* Directions *
If a line of the data below contains the string "block", copy it into your answer.

----- Entries provided

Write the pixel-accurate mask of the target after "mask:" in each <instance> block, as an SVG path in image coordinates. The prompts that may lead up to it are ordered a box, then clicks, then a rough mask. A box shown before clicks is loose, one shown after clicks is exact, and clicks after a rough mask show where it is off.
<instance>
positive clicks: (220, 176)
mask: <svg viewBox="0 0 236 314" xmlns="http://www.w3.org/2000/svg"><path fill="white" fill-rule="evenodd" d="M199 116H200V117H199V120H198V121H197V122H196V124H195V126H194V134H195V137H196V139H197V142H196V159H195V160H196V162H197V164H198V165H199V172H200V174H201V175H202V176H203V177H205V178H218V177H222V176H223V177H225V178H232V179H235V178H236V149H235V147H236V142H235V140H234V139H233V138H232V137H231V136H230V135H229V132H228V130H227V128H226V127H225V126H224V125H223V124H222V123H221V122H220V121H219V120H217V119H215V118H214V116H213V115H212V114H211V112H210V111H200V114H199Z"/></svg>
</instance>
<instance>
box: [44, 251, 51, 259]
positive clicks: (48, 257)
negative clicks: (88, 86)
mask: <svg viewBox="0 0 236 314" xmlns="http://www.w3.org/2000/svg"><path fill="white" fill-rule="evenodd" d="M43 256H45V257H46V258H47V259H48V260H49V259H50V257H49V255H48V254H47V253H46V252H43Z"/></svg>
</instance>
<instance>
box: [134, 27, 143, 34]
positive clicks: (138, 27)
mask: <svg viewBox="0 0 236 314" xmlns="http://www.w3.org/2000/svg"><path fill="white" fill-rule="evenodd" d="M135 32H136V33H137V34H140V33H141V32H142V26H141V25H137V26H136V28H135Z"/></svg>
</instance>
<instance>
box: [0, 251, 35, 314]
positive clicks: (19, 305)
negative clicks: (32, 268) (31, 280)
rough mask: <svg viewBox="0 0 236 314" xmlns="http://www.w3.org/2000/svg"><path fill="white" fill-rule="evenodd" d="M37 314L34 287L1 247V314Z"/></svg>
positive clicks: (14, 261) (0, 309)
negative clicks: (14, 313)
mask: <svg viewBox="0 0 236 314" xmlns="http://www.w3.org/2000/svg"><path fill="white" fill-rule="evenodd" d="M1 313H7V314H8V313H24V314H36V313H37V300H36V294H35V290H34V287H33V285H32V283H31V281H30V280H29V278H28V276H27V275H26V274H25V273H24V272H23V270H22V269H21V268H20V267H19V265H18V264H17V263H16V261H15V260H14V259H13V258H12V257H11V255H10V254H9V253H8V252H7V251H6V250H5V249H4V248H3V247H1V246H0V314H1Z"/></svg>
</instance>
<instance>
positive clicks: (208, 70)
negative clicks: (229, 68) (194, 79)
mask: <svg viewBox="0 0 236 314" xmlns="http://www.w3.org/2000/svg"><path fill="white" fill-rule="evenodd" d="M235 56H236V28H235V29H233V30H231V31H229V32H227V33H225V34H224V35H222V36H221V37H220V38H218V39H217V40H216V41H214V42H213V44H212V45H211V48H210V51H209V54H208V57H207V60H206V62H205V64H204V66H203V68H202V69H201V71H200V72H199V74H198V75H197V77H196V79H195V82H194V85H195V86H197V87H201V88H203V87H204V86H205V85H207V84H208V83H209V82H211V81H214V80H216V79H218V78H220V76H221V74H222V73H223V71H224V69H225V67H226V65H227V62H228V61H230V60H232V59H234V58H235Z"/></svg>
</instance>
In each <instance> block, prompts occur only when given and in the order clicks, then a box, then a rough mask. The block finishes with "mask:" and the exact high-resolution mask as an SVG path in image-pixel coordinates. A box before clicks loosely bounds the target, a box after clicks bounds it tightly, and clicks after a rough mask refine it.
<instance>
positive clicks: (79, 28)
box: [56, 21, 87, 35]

----------

* Written answer *
Write the pixel-accurate mask of the target after "mask:" in each <instance> block, as an SVG path in image coordinates. The prompts that may lead up to it are ordered a box, then clicks, then a rough mask. A box shown before clicks is loose, one shown after clicks is exact, and clicks after a rough mask show where it is off.
In each <instance> block, prompts occur only when given and in the order clicks, then a box, then a rough mask. The block finishes with "mask:" and the exact high-resolution mask as an SVG path in image-pixel coordinates. A box before clicks loosely bounds the target, a box after clicks bounds it tightly, and clicks after a rough mask refine it.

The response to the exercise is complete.